━━━━━ Extracted data ━━━━━

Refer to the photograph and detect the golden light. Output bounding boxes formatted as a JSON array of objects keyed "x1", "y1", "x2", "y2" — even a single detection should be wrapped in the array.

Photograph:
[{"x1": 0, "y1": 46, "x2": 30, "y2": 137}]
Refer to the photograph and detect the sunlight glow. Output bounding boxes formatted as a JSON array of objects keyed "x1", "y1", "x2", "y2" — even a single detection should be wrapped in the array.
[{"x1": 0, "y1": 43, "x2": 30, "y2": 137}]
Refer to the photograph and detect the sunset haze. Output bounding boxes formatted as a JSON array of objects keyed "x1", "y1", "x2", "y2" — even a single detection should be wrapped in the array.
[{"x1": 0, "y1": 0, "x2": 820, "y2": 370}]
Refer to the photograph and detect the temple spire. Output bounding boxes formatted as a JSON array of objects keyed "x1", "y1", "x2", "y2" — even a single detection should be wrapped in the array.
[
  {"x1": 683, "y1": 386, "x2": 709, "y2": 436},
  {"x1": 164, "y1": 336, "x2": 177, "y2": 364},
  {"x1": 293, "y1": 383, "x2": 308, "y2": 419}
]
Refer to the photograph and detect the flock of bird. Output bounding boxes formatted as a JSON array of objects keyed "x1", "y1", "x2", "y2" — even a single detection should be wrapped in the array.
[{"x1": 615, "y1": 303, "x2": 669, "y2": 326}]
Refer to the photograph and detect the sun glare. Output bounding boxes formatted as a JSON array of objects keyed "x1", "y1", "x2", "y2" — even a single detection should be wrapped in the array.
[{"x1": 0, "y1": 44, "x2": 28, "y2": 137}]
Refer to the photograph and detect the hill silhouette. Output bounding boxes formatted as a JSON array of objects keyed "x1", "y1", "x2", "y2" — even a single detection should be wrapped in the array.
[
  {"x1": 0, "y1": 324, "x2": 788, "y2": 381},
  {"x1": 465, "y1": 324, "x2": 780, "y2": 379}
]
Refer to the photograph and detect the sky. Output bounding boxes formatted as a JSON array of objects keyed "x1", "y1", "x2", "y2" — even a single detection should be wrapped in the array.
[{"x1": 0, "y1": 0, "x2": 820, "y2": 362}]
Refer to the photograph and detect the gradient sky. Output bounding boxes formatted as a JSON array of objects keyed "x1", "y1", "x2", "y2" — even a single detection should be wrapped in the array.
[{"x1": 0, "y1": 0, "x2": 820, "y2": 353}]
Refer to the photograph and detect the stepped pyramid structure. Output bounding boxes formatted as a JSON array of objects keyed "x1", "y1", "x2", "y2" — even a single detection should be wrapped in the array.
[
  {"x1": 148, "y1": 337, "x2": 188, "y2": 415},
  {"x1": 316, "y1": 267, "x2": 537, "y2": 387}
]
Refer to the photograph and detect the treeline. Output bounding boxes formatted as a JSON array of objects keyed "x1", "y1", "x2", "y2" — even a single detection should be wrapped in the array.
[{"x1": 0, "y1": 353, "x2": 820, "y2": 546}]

━━━━━

(What you should do): Show every line of the records above that contains the word "hill", matching case exactly.

(The output):
Refer to the photograph and detect the hill silhouette. Output bounding boxes formatted as a JSON array of objects keyed "x1", "y1", "x2", "y2" — even a single detection should be wrapped in the array.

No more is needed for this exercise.